[ENTRIES SUPPLIED]
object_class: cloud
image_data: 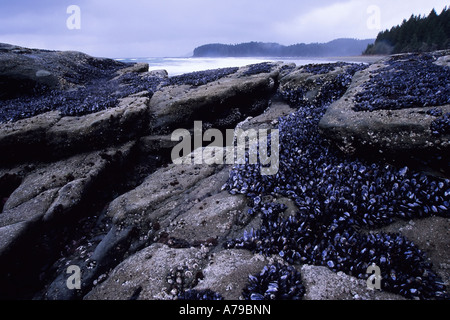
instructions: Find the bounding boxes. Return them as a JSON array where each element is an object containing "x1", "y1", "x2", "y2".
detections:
[{"x1": 0, "y1": 0, "x2": 448, "y2": 57}]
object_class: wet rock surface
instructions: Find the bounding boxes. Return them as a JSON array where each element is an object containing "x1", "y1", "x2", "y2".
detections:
[
  {"x1": 319, "y1": 51, "x2": 450, "y2": 174},
  {"x1": 0, "y1": 46, "x2": 450, "y2": 300}
]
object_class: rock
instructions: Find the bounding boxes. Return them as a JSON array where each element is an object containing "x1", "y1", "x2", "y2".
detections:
[
  {"x1": 85, "y1": 243, "x2": 207, "y2": 300},
  {"x1": 0, "y1": 95, "x2": 149, "y2": 163},
  {"x1": 0, "y1": 44, "x2": 125, "y2": 100},
  {"x1": 150, "y1": 63, "x2": 278, "y2": 132},
  {"x1": 0, "y1": 45, "x2": 449, "y2": 300},
  {"x1": 300, "y1": 265, "x2": 404, "y2": 300},
  {"x1": 194, "y1": 250, "x2": 274, "y2": 300},
  {"x1": 319, "y1": 56, "x2": 450, "y2": 162}
]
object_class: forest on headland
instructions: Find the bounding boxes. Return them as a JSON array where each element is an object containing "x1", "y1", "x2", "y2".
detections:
[
  {"x1": 364, "y1": 7, "x2": 450, "y2": 54},
  {"x1": 193, "y1": 39, "x2": 375, "y2": 57}
]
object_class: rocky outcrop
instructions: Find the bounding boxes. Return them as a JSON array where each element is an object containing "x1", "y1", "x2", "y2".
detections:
[
  {"x1": 319, "y1": 52, "x2": 450, "y2": 165},
  {"x1": 0, "y1": 43, "x2": 124, "y2": 100},
  {"x1": 0, "y1": 45, "x2": 450, "y2": 300}
]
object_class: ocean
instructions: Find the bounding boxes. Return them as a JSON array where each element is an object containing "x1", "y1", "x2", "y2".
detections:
[{"x1": 116, "y1": 57, "x2": 372, "y2": 76}]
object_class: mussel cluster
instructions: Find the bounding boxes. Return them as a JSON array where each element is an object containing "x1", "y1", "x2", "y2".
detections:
[
  {"x1": 177, "y1": 289, "x2": 223, "y2": 300},
  {"x1": 243, "y1": 62, "x2": 274, "y2": 76},
  {"x1": 164, "y1": 67, "x2": 239, "y2": 87},
  {"x1": 224, "y1": 65, "x2": 450, "y2": 299},
  {"x1": 301, "y1": 62, "x2": 356, "y2": 75},
  {"x1": 242, "y1": 263, "x2": 305, "y2": 300},
  {"x1": 430, "y1": 113, "x2": 450, "y2": 136},
  {"x1": 0, "y1": 71, "x2": 162, "y2": 122},
  {"x1": 353, "y1": 53, "x2": 450, "y2": 111},
  {"x1": 280, "y1": 62, "x2": 367, "y2": 108}
]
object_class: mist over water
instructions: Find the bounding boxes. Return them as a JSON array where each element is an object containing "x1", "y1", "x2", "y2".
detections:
[{"x1": 116, "y1": 57, "x2": 339, "y2": 77}]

[WHAT YOU HAVE TO DO]
Copy out all the data above, replacing "detections" with "boxes" everywhere it appears and keeping everything else the same. Leave the pictures out.

[WRITTEN RESPONSE]
object_class: cloud
image_data: 
instructions: Find the bounding boxes. Return them as a JSON array where each element is an object containing "x1", "y1", "x2", "y2".
boxes:
[{"x1": 0, "y1": 0, "x2": 448, "y2": 57}]
object_class: wet rock surface
instructions: Find the bounding boxes. Return them as a JSON array where each element is an object containing "x1", "y1", "x2", "y2".
boxes:
[
  {"x1": 319, "y1": 51, "x2": 450, "y2": 174},
  {"x1": 0, "y1": 46, "x2": 450, "y2": 300}
]
object_class: rock
instructions: Find the bounding boxes. Return them as a JSON array where each element is an object containing "x1", "y1", "x2", "y2".
boxes:
[
  {"x1": 85, "y1": 243, "x2": 207, "y2": 300},
  {"x1": 0, "y1": 95, "x2": 149, "y2": 163},
  {"x1": 0, "y1": 44, "x2": 125, "y2": 100},
  {"x1": 150, "y1": 63, "x2": 278, "y2": 132},
  {"x1": 0, "y1": 45, "x2": 449, "y2": 300},
  {"x1": 300, "y1": 265, "x2": 404, "y2": 300},
  {"x1": 194, "y1": 250, "x2": 274, "y2": 300},
  {"x1": 319, "y1": 56, "x2": 450, "y2": 162}
]
object_class: forest on headland
instructions: Find the bounding boxes. Return them as a JSON array where each element is an object containing "x1", "y1", "x2", "y2".
boxes:
[
  {"x1": 364, "y1": 7, "x2": 450, "y2": 54},
  {"x1": 193, "y1": 39, "x2": 375, "y2": 57}
]
object_class: rocky outcrop
instructions: Find the bounding boxes. Return them as a JSON array where each element is an object containing "x1", "y1", "x2", "y2".
boxes:
[
  {"x1": 319, "y1": 52, "x2": 450, "y2": 165},
  {"x1": 0, "y1": 43, "x2": 124, "y2": 100},
  {"x1": 0, "y1": 45, "x2": 450, "y2": 300}
]
object_class: ocean
instructions: Find the bounding boxes. Return them as a JSON array where each element is an object containing "x1", "y1", "x2", "y2".
boxes:
[{"x1": 116, "y1": 57, "x2": 372, "y2": 76}]
object_class: mussel cluster
instructions: Find the bounding boxes. Return them as a JSON array where each element is an object containing "x1", "y1", "x2", "y2".
boxes:
[
  {"x1": 177, "y1": 289, "x2": 223, "y2": 300},
  {"x1": 243, "y1": 62, "x2": 274, "y2": 76},
  {"x1": 164, "y1": 67, "x2": 239, "y2": 87},
  {"x1": 224, "y1": 65, "x2": 450, "y2": 299},
  {"x1": 301, "y1": 62, "x2": 356, "y2": 75},
  {"x1": 242, "y1": 263, "x2": 305, "y2": 300},
  {"x1": 430, "y1": 113, "x2": 450, "y2": 136},
  {"x1": 0, "y1": 71, "x2": 162, "y2": 122},
  {"x1": 353, "y1": 53, "x2": 450, "y2": 111},
  {"x1": 280, "y1": 62, "x2": 367, "y2": 108}
]
object_class: mist over water
instructions: Find the bounding boxes. Return them as a JSON array where each element is an object containing "x1", "y1", "x2", "y2".
boxes:
[{"x1": 116, "y1": 57, "x2": 339, "y2": 77}]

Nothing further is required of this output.